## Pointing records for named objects
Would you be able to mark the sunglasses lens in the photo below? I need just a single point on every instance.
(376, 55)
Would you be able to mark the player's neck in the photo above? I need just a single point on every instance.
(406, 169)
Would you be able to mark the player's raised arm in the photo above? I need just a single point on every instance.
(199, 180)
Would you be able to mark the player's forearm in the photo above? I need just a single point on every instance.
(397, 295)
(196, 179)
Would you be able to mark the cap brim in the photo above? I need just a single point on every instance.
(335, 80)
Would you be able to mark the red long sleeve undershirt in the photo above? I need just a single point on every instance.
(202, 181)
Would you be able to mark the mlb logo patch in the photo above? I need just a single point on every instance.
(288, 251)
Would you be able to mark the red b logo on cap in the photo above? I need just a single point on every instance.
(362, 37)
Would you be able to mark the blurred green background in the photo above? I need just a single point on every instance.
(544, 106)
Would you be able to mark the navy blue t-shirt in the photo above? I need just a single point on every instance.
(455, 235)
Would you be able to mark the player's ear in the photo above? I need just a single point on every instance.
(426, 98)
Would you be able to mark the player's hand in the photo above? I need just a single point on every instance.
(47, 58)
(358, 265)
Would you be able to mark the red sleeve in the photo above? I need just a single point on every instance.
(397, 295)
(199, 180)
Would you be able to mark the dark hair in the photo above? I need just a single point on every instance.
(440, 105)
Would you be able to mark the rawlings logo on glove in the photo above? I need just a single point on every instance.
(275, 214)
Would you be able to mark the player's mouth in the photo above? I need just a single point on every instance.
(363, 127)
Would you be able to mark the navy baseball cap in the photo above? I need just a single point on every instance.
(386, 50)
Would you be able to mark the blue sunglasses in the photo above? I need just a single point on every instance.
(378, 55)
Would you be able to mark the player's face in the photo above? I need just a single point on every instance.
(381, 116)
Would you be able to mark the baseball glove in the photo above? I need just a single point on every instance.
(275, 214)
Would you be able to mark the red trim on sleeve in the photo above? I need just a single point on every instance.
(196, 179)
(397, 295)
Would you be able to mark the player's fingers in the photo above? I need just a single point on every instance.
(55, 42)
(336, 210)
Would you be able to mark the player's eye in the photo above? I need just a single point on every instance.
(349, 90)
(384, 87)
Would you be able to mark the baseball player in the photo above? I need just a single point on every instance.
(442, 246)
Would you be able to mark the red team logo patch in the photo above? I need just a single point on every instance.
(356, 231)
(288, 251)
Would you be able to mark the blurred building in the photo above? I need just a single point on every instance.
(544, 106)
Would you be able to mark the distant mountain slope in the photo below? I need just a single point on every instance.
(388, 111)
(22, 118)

## What to do
Copy every one of the records above word for word, keeping each line as it stands.

## Complete answer
Would you be able to mark the sunglasses lens in the photo below? I need just a single point on every instance.
(376, 55)
Would you be able to mark the player's neck in the photo above? I need just a single point on every instance.
(406, 169)
Would you be able to mark the player's raised arm in the photo above? I need just a single point on every instance.
(199, 180)
Would you be able to mark the player's forearm in the photo above? I need just a single point on every instance.
(397, 295)
(196, 179)
Would you be able to mark the cap brim in the photo above? I need just a single point on every instance.
(335, 80)
Would you be able to mark the red long sleeve undershirt in the photo above? I need just a single point on every instance.
(202, 181)
Would you be able to mark the mlb logo patch in the photo above? I need just a single point on every instance.
(288, 251)
Would you be able to mark the red b logo on cap in the photo above? I need just a single point on every instance.
(362, 37)
Would you be able to mark the blurred green background in the photo above? I need just a single point on every instance.
(544, 106)
Would you be able to mark the navy blue t-shirt in the photo above? I need just a single point on every instance.
(455, 235)
Would you be able to mark the player's ear in the photo above? I need just a single point on every instance.
(426, 98)
Would you be able to mark the player's hand in the photo above? I need just a single point on every instance.
(47, 58)
(358, 265)
Would you be able to mark the red sleeve in the photo above? I need just a single point on every instance.
(397, 295)
(199, 180)
Would you be able to mark the dark hair in the photo above? I need just a single point on every instance.
(440, 105)
Would you be able to mark the rawlings logo on glove in the photo above? I need just a single point on every instance.
(275, 214)
Would you be able to mark the player's mouth in the photo above? I need just a single point on every instance.
(363, 127)
Would you be able to mark the navy baseball cap in the photo above? I need just a single point on every instance.
(386, 50)
Would you be able to mark the blue sunglasses in the photo above? I need just a single point on every instance.
(378, 55)
Would you be able to mark the player's face in the photo above? I need just a single point on every instance.
(381, 116)
Would you be able to mark the baseball glove in the photo above? I need just a single point on every instance.
(275, 214)
Would you be able to mark the red trim on sleeve in the photo above? I need just a single point on every instance.
(196, 179)
(397, 295)
Would you be able to mark the player's fingers in the photo above? I need just a single point on every instance.
(55, 42)
(336, 210)
Would you be able to mark the player's eye in the photo above? I need just a single point on every instance.
(349, 90)
(384, 87)
Would you be able to mark the baseball player in the photo above? I need just a single point on every instance.
(442, 246)
Would you be able to mark the red team logo patch in the photo above? I need just a single point on every instance.
(356, 231)
(288, 251)
Would you be able to mark the blurred building in the photo above? I need just a single point on every instance.
(544, 106)
Would you be able to mark the distant mountain slope in the photo below? I need just a single point on every instance.
(388, 111)
(22, 118)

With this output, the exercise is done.